### Records supplied
* * * * * * * * *

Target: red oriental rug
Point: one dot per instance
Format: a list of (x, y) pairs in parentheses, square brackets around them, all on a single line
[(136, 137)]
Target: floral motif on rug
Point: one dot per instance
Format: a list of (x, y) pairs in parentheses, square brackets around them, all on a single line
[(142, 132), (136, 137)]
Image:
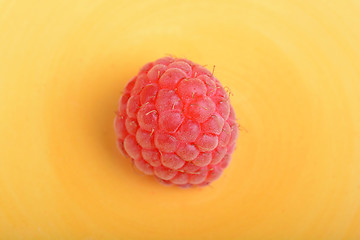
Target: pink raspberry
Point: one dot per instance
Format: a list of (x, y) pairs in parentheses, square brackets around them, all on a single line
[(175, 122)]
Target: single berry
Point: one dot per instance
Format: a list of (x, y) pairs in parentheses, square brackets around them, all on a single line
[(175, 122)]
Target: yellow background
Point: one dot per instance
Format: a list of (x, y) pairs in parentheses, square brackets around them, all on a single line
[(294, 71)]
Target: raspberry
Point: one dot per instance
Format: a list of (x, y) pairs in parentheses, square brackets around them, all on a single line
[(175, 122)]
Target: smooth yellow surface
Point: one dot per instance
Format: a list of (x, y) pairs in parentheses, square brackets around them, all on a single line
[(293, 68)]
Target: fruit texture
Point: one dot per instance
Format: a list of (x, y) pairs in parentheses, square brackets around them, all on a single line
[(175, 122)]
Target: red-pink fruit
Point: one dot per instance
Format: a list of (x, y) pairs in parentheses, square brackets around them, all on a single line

* * * * * * * * *

### Work to be completed
Starting with the line that has "Target: smooth yellow surface", print each remaining line of the listing exactly.

### The completed task
Target: smooth yellow surface
Point: one dot per instance
Format: a list of (x, y) pairs in parentheses, square brackets around them, all on a single line
[(293, 68)]
Target: fruit texture
Point: one dot per instance
Format: a list of (x, y) pairs in parentheses, square brackets around them, all on a single line
[(175, 122)]
Target: red-pink fruit
Point: one dot per instance
Format: a list of (x, y) pairs in parentheses, square brackets around them, all on a single line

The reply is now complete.